-------- SUPPLIED RECORDS --------

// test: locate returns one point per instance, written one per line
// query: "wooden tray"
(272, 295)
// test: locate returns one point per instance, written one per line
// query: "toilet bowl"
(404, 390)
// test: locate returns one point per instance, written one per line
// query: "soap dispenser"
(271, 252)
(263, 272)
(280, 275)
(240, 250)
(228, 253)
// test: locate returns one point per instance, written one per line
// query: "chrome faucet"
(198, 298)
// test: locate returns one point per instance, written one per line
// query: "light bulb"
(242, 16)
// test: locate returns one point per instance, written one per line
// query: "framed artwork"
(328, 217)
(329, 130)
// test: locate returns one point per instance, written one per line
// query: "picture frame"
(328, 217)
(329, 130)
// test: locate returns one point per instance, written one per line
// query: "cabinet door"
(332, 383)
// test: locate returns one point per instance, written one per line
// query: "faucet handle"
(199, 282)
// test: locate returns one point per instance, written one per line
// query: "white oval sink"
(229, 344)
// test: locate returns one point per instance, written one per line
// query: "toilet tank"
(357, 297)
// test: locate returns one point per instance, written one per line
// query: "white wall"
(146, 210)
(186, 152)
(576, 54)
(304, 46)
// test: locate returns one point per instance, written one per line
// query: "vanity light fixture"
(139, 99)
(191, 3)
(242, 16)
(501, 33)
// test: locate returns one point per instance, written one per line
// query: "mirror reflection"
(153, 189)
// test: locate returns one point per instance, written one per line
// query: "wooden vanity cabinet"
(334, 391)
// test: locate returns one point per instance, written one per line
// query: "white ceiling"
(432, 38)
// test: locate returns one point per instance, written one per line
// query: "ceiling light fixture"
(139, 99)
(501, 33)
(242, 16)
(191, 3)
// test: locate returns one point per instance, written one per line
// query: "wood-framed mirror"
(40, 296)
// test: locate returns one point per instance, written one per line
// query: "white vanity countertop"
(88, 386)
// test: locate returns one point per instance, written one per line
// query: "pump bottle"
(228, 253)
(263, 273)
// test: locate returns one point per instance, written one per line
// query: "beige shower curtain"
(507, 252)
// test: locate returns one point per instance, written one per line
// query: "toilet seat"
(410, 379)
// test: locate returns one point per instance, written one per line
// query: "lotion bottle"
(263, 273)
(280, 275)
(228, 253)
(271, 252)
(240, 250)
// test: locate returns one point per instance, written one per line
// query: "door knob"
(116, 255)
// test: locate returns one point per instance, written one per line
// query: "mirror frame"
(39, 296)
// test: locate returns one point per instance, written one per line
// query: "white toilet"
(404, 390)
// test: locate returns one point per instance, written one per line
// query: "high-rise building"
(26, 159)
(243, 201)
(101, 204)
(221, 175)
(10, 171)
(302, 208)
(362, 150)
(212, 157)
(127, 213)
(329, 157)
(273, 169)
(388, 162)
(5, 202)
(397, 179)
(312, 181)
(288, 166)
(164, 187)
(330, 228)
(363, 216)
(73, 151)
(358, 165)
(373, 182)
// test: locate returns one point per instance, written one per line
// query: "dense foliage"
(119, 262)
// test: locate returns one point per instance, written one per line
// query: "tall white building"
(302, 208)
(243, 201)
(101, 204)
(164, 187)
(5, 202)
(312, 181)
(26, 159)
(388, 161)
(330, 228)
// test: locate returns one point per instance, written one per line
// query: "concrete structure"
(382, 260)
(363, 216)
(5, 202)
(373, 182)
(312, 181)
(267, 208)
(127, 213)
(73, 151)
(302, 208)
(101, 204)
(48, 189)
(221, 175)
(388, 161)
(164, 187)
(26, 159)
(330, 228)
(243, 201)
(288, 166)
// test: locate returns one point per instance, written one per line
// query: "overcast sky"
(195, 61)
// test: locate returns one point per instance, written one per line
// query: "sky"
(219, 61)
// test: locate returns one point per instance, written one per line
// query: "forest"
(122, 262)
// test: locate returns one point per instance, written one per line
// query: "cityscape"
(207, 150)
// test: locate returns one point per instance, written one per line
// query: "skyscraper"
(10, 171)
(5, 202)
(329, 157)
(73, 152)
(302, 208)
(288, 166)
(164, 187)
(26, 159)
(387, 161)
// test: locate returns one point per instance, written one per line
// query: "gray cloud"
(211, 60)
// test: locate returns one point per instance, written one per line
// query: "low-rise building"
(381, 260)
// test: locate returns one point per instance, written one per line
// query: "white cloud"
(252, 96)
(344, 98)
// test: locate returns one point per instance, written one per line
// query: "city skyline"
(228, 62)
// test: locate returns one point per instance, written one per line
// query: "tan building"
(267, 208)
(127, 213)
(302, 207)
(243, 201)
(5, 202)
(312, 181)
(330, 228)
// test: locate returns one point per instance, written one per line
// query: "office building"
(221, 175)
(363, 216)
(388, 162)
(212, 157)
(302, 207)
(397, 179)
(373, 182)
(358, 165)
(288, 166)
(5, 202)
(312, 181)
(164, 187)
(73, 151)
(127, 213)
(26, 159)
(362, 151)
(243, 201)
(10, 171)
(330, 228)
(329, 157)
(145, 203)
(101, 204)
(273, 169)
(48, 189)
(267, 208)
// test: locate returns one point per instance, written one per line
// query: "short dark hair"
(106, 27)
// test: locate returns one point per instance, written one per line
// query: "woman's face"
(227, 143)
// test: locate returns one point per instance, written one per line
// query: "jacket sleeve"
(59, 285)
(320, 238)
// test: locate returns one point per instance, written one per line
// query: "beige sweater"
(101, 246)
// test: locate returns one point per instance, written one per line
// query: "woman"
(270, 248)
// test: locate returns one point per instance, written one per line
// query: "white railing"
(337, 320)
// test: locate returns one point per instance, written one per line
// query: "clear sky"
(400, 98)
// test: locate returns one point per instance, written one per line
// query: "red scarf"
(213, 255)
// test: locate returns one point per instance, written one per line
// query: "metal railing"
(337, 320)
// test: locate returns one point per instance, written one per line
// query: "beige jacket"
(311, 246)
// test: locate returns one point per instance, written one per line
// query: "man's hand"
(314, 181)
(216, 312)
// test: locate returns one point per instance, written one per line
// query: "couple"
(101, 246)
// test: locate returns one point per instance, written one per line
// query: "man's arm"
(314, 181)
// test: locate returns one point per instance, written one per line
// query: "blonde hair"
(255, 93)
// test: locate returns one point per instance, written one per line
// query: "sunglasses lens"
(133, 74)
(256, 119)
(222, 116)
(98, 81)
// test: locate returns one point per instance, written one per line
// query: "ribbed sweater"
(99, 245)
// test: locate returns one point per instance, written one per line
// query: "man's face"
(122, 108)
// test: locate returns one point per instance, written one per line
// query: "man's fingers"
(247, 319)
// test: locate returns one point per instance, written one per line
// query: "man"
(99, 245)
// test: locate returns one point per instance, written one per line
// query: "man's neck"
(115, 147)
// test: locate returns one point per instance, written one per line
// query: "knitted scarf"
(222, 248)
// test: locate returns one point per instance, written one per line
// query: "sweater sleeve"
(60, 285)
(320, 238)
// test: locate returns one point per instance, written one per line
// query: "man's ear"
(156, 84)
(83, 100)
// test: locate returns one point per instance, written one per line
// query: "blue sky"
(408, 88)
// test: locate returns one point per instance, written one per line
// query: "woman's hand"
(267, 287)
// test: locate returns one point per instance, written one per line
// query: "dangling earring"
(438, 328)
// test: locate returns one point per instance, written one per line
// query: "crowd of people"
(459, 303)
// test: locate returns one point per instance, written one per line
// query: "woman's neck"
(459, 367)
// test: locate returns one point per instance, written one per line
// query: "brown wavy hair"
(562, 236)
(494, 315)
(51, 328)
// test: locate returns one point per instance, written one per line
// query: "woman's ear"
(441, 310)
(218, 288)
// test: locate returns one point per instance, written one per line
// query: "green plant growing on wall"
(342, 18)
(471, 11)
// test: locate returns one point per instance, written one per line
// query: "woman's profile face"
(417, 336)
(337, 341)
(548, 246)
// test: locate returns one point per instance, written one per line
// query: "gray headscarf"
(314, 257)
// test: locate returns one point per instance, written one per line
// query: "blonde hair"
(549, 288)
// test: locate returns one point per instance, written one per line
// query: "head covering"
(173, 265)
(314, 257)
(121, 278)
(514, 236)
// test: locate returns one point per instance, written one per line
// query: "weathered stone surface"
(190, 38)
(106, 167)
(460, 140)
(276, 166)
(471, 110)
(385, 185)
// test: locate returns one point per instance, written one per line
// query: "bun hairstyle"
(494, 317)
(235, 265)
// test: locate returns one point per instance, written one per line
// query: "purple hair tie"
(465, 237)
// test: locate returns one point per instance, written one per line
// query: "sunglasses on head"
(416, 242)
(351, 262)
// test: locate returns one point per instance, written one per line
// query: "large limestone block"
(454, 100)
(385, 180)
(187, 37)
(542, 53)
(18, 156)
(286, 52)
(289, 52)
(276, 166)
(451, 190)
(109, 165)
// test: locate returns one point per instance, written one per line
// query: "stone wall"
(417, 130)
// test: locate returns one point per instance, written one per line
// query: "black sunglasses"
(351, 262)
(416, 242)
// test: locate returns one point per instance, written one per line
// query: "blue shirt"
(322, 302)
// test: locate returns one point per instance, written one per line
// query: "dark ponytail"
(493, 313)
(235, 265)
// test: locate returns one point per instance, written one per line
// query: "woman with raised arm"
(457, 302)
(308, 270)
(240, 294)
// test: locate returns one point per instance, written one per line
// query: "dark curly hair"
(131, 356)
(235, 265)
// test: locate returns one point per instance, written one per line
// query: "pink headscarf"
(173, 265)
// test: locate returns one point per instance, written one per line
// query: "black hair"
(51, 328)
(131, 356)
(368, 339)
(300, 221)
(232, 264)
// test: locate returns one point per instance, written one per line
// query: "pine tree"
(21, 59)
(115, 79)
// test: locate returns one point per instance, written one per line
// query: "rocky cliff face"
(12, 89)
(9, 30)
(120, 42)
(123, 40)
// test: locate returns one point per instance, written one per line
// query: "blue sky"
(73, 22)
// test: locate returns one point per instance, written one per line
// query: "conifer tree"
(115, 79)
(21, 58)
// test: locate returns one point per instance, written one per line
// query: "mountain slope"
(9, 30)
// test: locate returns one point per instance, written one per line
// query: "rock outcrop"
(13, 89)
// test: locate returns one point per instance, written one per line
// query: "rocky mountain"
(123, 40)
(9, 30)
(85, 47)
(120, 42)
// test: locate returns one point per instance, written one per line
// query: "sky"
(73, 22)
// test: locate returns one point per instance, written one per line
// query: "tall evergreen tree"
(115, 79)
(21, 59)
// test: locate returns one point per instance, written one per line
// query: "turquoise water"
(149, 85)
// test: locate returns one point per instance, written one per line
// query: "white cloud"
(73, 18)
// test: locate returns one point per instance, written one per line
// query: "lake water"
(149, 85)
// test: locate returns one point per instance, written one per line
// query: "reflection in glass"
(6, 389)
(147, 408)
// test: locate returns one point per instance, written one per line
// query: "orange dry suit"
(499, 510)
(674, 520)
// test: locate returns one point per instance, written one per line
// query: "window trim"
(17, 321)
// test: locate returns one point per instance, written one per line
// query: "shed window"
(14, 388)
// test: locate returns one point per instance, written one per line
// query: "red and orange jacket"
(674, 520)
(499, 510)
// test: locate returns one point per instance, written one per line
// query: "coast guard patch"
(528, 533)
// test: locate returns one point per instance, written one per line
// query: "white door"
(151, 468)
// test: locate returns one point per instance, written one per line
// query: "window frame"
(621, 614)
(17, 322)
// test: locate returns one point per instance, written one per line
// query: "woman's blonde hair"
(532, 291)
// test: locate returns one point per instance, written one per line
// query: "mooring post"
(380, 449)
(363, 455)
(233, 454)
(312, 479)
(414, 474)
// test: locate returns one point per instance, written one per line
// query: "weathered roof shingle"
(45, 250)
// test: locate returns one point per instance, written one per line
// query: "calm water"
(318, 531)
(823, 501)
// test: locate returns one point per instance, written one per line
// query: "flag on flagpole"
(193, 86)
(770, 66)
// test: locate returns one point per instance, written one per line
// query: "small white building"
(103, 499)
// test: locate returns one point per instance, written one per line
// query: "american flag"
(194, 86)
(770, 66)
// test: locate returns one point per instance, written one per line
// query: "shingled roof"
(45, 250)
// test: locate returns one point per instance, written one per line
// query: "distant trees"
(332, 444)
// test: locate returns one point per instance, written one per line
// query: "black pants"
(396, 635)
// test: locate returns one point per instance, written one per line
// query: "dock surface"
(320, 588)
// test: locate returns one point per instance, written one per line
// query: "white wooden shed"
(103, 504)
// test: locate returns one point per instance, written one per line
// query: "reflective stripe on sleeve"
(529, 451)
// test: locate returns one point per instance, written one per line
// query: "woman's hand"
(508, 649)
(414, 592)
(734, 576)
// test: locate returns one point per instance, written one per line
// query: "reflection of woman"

--------

_TASK TO CARRY OUT_.
Which lines in the records above contain the string "light"? Show every one of them in full.

_RESPONSE_.
// query: "light bulb"
// query: "vanity light fixture"
// query: "ceiling light fixture"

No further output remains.